GIVEN INSTRUCTION 1 >> Summarize the selected text in two sentences.

— START OF SELECTED TEXT —

Application programming interface (API) can be a computing interface that defines interactions between multiple software intermediaries. An API can define the types of calls and/or requests that can be made, how to make them, the data formats that should be used, the conventions to follow, etc. An API can also provide extension mechanisms so that users can extend existing functionality in various ways and to varying degrees.

Cloud computing is the on-demand availability of computer system resources, especially data storage (e.g. cloud storage) and computing power, without direct active management by the user.

Cloud database is a database that typically runs on a cloud computing platform and access to the database is provided as-a-service.

Cloud storage is a model of computer data storage in which the digital data is stored in logical pools, said to be on “the cloud”. The physical storage spans multiple servers (e.g. in multiple locations), and the physical environment is typically owned and managed by a hosting company. These cloud storage providers can keep the data available and accessible, and the physical environment secured, protected, and running.

Column can be a set of data values of a particular type, one value for each row of the database.

Dark data is data which is acquired through various computer network operations but not used in any manner to derive insights or for decision making.

Data cloning creates a copy of data asset/set for backup, analysis, and/or other purposes.

Data warehouse can be a system used for reporting and data analysis and is considered a core component of business intelligence.

Principle of least privilege (PoLP) provides that in a particular abstraction layer of a computing environment, every module (e.g. a process, a user, or a program, depending on the subject) is to be able to access only the information and resources that are necessary for its legitimate purpose.

Shadow data can be any data that is not organized by or subject to an entity's data management system.

Software as a service (SaaS) is a software licensing and delivery model in which software is licensed on a subscription basis and is centrally hosted.

Virtual private cloud (VPC) can be an on-demand configurable pool of shared resources allocated within a public cloud environment, providing a certain level of isolation between the different organizations using the resources.

These definitions are provided by way of example and not of limitation.

Example Methods

FIG. 1 illustrates an example process 100 for minimizing data governance to improve data security, according to some embodiments. In step 102, process 100 imposes a set of principles and access rules. Rules can stipulate that only specific roles say X, can access clear text data as long as data does not have PII and is not exposed publicly. Another example could be only role Y can create clones as long as data does not have developer keys. This step can include process 200.

FIG. 2 illustrates an example process 200 for imposing a set of principles and access rules, according to some embodiments. In step 202, process 200 imposes a set of principles of least privilege based on granted versus configured user access. In step 204, process 100 imposes principles of least privilege based on granted versus configured role privileges. In step 206, process 200 tracks columnar usage and imposing columnar access controls. In step 208, process 200 imposes masked data access for human users by default.

— END OF SELECTED TEXT —
— START OF TASK INPUTS —

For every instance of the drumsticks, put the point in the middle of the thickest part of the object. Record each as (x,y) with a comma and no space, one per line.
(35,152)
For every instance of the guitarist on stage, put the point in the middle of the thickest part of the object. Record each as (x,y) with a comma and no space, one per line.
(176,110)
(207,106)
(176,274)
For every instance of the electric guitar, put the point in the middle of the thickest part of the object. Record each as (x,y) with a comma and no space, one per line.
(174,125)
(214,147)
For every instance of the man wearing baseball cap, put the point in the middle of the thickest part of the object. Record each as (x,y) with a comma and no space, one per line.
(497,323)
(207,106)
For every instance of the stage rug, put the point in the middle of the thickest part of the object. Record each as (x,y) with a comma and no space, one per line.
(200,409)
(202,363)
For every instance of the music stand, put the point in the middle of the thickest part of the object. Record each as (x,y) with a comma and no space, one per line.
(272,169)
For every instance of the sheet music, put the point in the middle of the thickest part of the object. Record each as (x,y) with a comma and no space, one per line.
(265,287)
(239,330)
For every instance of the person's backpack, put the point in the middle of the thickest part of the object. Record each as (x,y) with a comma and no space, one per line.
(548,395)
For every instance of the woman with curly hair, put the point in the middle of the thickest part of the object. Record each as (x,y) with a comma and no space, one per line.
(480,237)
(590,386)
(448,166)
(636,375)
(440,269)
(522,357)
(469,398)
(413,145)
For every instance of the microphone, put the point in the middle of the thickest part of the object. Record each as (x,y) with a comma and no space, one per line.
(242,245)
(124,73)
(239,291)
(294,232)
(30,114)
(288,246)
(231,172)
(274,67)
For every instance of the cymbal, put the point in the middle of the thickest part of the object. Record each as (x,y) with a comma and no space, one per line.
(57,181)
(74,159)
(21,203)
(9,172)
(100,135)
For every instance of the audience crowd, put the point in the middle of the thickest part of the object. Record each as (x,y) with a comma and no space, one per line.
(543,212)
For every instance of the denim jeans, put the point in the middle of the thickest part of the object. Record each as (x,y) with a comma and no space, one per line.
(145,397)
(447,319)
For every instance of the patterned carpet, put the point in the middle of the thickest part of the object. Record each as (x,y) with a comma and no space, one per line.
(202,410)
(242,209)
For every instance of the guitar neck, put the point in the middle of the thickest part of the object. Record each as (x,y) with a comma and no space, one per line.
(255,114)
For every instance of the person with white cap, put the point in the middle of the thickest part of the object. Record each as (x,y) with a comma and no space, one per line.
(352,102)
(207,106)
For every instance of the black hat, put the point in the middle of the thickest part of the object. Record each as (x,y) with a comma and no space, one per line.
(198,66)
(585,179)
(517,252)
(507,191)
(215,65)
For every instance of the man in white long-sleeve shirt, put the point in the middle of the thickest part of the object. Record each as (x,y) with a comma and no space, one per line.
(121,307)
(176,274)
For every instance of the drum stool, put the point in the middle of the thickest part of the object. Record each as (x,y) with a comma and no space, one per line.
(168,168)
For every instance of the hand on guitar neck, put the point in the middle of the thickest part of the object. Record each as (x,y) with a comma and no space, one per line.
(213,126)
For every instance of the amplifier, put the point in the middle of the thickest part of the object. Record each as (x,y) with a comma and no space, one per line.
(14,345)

— END OF TASK INPUTS —

GIVEN INSTRUCTION 2 >> Rewrite everything in the rows from the line containing "For every instance of the amplifier, put" down to the last line of the rows, requests included, and increase every coordinate in the answers by 136.

TASK RESULT 1 >> The selected text defines computing and data terms such as API, cloud computing, cloud storage, dark data, shadow data, and the principle of least privilege, and it offers these definitions as examples rather than limitations. It then describes an example process for minimizing data governance to improve data security by imposing principles and access rules, including least privilege based on granted versus configured access, columnar access controls, and masked data access for human users by default.

TASK RESULT 2 >>
For every instance of the amplifier, put the point in the middle of the thickest part of the object. Record each as (x,y) with a comma and no space, one per line.
(150,481)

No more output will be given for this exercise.